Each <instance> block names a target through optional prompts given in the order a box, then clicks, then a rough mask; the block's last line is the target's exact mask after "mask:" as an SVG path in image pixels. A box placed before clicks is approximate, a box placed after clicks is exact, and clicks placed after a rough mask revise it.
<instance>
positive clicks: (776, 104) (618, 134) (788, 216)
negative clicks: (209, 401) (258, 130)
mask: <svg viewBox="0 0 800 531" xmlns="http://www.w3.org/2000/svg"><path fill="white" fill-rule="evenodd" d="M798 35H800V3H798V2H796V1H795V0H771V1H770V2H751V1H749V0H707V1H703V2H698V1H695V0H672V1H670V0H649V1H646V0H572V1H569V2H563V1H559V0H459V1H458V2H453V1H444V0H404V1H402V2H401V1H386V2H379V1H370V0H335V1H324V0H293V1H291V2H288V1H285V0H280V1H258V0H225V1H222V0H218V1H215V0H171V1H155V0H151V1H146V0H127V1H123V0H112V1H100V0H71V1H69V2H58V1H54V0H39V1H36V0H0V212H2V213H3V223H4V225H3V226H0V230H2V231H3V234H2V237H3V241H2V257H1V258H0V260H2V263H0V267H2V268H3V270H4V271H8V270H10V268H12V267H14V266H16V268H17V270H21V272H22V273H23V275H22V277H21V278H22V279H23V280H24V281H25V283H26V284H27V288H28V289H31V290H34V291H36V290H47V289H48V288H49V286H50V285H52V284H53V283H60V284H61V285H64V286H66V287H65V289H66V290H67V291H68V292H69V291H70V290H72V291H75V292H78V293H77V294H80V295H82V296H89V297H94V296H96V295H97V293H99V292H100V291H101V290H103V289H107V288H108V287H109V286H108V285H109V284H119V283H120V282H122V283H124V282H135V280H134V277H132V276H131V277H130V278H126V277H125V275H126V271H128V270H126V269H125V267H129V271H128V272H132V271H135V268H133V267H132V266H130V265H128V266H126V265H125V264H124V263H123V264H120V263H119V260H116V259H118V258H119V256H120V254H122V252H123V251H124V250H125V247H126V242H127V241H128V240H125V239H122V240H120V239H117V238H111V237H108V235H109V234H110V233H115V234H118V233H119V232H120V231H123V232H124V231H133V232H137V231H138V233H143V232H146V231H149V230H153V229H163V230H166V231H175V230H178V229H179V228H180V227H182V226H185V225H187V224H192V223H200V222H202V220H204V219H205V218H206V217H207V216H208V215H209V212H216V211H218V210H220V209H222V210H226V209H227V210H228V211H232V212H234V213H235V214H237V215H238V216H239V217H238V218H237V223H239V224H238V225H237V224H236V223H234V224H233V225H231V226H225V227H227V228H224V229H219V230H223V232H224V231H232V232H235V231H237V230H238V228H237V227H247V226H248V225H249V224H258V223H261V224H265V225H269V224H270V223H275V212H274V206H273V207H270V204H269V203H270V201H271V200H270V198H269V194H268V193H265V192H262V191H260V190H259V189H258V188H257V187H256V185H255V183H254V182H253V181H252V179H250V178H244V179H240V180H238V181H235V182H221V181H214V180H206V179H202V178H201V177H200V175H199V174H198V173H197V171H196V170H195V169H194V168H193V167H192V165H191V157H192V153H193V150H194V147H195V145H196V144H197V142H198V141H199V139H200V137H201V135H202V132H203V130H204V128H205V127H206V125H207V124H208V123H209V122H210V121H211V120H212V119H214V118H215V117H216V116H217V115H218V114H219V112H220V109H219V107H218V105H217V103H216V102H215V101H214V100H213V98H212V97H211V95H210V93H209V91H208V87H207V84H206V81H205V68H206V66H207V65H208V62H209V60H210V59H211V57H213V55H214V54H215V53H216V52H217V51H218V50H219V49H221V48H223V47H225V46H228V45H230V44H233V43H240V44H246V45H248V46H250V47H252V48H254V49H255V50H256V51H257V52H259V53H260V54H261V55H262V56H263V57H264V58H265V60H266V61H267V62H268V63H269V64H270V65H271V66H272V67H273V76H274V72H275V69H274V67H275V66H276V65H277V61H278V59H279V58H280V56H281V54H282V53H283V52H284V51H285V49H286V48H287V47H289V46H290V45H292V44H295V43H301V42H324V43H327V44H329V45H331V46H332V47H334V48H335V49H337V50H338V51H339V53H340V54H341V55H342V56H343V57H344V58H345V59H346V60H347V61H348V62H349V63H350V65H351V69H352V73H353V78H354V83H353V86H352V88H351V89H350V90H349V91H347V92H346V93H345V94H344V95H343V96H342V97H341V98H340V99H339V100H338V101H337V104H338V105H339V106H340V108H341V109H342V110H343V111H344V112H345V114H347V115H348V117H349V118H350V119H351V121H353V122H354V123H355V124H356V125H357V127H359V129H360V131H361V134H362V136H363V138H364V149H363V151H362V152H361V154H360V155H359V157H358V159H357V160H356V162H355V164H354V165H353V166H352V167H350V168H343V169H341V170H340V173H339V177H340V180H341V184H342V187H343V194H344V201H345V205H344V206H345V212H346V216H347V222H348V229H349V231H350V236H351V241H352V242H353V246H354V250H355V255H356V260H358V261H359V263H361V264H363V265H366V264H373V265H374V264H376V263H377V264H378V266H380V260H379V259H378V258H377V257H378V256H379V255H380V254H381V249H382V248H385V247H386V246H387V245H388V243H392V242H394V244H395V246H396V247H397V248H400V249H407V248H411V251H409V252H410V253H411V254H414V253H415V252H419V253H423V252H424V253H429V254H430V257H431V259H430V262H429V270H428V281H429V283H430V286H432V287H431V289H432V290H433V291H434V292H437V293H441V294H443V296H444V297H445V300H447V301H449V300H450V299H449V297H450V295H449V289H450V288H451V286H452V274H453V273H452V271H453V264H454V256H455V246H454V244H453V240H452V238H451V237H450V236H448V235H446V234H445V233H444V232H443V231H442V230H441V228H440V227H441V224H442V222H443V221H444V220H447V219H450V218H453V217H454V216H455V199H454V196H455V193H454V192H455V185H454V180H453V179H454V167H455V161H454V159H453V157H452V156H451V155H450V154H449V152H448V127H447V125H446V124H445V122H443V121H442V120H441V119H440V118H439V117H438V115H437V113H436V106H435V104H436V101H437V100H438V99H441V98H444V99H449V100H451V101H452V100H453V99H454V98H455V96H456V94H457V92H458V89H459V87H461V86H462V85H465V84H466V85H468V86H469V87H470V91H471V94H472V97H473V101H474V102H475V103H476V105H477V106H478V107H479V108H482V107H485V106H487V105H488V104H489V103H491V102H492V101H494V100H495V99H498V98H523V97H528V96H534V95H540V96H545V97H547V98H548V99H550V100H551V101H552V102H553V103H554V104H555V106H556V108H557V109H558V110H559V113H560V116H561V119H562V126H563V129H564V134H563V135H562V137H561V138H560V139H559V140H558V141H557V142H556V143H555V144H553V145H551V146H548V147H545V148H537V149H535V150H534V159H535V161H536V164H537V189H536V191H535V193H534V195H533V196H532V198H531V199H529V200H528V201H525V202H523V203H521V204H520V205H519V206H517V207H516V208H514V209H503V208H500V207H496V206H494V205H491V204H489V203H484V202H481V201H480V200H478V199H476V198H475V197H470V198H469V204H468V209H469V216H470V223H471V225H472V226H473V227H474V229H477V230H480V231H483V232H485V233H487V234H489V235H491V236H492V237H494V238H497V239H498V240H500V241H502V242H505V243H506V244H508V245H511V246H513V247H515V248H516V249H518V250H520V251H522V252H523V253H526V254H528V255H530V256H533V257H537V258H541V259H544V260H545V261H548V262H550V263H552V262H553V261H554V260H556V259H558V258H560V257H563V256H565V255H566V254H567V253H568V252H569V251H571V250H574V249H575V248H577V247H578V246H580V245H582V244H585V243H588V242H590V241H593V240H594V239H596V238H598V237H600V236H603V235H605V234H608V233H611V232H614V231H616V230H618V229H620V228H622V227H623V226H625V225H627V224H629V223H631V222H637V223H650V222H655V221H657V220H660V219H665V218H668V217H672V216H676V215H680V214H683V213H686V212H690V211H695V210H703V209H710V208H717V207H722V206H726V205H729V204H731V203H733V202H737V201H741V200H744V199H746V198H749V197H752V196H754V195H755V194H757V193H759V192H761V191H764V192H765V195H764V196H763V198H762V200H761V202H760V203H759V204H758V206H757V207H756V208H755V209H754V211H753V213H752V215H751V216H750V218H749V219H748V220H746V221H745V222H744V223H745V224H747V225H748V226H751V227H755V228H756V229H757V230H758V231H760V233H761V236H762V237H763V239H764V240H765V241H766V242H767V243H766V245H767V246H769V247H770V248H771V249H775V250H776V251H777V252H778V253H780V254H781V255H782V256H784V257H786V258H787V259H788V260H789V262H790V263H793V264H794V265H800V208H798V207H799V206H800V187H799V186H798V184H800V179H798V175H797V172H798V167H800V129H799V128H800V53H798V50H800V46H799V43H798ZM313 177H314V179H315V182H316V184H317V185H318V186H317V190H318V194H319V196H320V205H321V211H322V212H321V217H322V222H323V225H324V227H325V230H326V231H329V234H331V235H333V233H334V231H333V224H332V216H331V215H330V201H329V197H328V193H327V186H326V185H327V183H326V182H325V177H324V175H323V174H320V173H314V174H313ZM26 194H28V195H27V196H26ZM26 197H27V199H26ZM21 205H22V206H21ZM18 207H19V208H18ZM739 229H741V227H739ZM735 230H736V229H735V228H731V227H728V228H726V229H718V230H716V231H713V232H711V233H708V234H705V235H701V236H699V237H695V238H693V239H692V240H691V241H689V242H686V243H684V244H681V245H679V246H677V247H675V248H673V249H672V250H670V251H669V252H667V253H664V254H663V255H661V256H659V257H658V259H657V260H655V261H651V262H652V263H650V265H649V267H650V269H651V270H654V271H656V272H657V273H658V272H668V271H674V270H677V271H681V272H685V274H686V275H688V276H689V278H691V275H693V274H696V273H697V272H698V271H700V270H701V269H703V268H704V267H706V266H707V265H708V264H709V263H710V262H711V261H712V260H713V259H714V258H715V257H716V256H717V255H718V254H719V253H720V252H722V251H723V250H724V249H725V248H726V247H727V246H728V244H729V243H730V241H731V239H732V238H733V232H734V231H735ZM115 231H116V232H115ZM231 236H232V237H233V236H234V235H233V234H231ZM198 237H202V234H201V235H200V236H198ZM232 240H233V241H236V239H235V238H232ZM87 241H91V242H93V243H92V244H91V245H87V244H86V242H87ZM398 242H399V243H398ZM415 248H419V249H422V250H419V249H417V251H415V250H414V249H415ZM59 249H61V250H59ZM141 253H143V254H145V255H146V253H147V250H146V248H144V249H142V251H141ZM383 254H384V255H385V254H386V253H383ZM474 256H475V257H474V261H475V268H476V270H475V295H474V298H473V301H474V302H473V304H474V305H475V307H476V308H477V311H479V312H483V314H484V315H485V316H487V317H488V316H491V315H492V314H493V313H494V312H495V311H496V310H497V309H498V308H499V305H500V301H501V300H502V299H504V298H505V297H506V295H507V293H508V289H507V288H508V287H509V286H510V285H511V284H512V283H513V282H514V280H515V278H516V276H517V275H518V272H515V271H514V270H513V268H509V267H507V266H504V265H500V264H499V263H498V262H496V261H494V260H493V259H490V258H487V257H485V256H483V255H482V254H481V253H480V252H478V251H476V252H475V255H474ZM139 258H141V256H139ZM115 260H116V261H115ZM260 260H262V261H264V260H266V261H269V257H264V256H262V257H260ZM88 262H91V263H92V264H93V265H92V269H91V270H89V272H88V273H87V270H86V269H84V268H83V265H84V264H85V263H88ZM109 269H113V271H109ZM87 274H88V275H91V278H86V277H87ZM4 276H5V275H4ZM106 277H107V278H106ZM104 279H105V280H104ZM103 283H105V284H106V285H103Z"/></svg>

==============================

*Aim of the task*. Write out the material above exactly, please, from its first line up to and including the line where "positive clicks: (776, 104)" appears, and stop there.

*Exercise output*.
Each <instance> block names a target through optional prompts given in the order a box, then clicks, then a rough mask; the block's last line is the target's exact mask after "mask:" as an SVG path in image pixels. A box placed before clicks is approximate, a box placed after clicks is exact, and clicks placed after a rough mask revise it.
<instance>
positive clicks: (776, 104) (618, 134) (788, 216)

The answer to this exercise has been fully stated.